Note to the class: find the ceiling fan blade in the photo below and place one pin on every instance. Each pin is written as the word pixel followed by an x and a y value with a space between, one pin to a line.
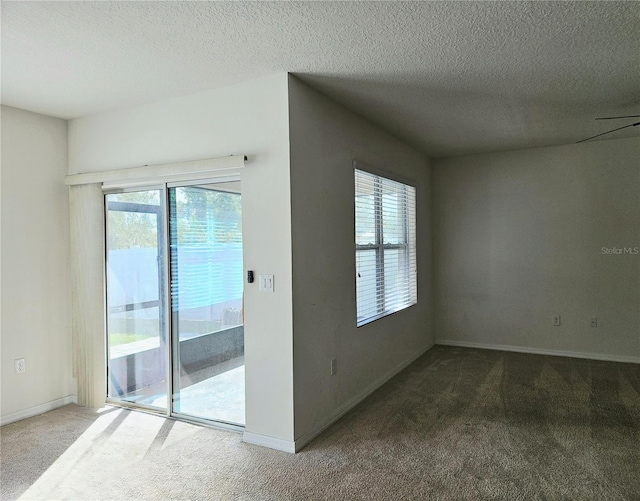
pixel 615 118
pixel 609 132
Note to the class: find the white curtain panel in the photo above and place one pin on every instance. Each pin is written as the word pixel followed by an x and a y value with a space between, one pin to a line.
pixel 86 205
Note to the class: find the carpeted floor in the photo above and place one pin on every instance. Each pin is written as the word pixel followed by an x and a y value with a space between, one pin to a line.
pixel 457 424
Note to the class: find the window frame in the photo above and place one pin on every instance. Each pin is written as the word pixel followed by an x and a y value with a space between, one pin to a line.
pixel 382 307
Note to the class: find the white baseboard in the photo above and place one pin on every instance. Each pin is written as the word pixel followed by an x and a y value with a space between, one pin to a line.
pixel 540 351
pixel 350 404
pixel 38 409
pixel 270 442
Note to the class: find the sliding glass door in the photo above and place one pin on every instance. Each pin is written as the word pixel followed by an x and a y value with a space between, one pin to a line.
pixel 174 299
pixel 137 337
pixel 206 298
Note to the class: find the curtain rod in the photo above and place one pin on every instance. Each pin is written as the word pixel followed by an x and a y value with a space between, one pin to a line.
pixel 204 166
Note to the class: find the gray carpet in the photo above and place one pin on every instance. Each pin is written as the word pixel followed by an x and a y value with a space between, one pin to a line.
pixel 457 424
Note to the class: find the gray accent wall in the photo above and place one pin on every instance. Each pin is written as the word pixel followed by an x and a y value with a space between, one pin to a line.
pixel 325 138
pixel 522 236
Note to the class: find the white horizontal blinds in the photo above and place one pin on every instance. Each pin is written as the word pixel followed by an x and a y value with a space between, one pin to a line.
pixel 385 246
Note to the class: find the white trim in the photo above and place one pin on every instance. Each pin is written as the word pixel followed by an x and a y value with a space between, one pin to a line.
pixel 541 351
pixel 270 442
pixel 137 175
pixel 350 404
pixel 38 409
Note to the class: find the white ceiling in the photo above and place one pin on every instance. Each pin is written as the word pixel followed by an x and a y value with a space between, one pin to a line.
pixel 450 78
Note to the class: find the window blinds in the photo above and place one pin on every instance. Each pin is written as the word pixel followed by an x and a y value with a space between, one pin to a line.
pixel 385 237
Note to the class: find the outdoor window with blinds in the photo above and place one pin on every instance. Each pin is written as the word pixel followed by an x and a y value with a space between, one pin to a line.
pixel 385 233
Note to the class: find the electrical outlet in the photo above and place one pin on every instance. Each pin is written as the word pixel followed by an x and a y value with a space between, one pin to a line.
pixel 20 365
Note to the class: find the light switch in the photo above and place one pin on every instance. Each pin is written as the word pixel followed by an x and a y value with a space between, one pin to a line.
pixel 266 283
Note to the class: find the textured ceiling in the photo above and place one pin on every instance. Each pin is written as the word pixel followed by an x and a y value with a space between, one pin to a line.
■ ■ ■
Requirements: Render all of the data above as a numbered list with no blank lines, and leave the pictures out.

Reply to the exercise:
1. Note to the class: find the ceiling fan blade in the photo below and place one pin on every instance. Each pin is written as the word pixel followed by an x and a y value with a space between, one pin to a line.
2. pixel 615 118
3. pixel 609 132
4. Note to the class: find the white curtain panel in the photo above and place one pin on every instance. Each pin is written as the word pixel followed by an x and a y value with a space between, one pin to a line.
5. pixel 86 205
6. Note to the class: find the carpeted floor in the photo above and place one pin on every instance. Each pin is written as the word pixel followed by an x and a y value with a space between, one pin to a line.
7. pixel 457 424
8. Note to the class: find the window frame in the photo above and place one pin on every instance. Each pin is written as the word pixel followed by an x and a y value with a space between, one pin to a line.
9. pixel 382 307
10. Note to the class: find the white baseboard in the photo above and place one pin on every instance. Each pin is written as the word pixel followed by an x and a y value with a space between, one pin to a line.
11. pixel 540 351
12. pixel 350 404
13. pixel 38 409
14. pixel 270 442
15. Note to the class: find the sliding glass door in the photo above and place one pin on every instance. Each pin is written as the word pixel followed by an x and a y value with a space between, one pin to a line.
16. pixel 174 299
17. pixel 137 337
18. pixel 206 298
19. Note to the class: find the curtain rod in the photo above and place one pin on every instance. Each pin is written as the word pixel followed by an x and a y value with a space between, one pin to a line.
20. pixel 204 166
21. Note to the class: find the gray carpet in the photo above and place one pin on every instance. Each pin is written as the word pixel followed by an x and a y value with a space between, one pin to a line.
22. pixel 457 424
23. Note to the class: find the gray accent wall in the photo above and place one pin on every instance. Each pin is written as the word pixel followed by an x and a y value with a space between, one pin to a line.
24. pixel 325 138
25. pixel 522 236
26. Note to the class: find the white horizontal blinds in the photo above and place one pin on every instance. Each pin is written as the word pixel followed by an x and a y value with a space between, one pin to a line.
27. pixel 385 246
28. Note to the class: find the white trim in the photo above and place one pin on every instance. Each pin is written as the word pixel followed by an x and a y value with a space between, one pin to a line.
29. pixel 541 351
30. pixel 270 442
31. pixel 137 175
32. pixel 350 404
33. pixel 38 409
34. Note to the class: find the white ceiling in the photo above and place one pin on every instance. Each pin is written as the word pixel followed by an x and a y value with a space between, one pin to a line.
35. pixel 450 78
36. Note to the class: find the window blinds in the photo above and place one pin on every instance. Each pin is written as the word pixel followed by an x and a y value with a space between, one pin to a line.
37. pixel 385 237
38. Note to the class: find the outdoor window with blinds in the photo above and place one pin on every instance. Each pin is written as the word pixel followed by an x and a y value with a space between, one pin to a line.
39. pixel 385 233
40. Note to the class: find the electrical outlet in the photo above and place one pin on every instance. Each pin is written as the word pixel followed by an x and a y value with a space between, one pin to a line.
41. pixel 20 365
42. Note to the class: find the light switch in the photo above and place one pin on every instance. Each pin is written as the word pixel followed by an x and a y value with a space between, one pin to a line.
43. pixel 266 283
44. Note to the class: find the textured ceiling in the photo above and place one pin on every instance. Each pin is written as the word pixel followed by an x and a y value with a space between, one pin to a line.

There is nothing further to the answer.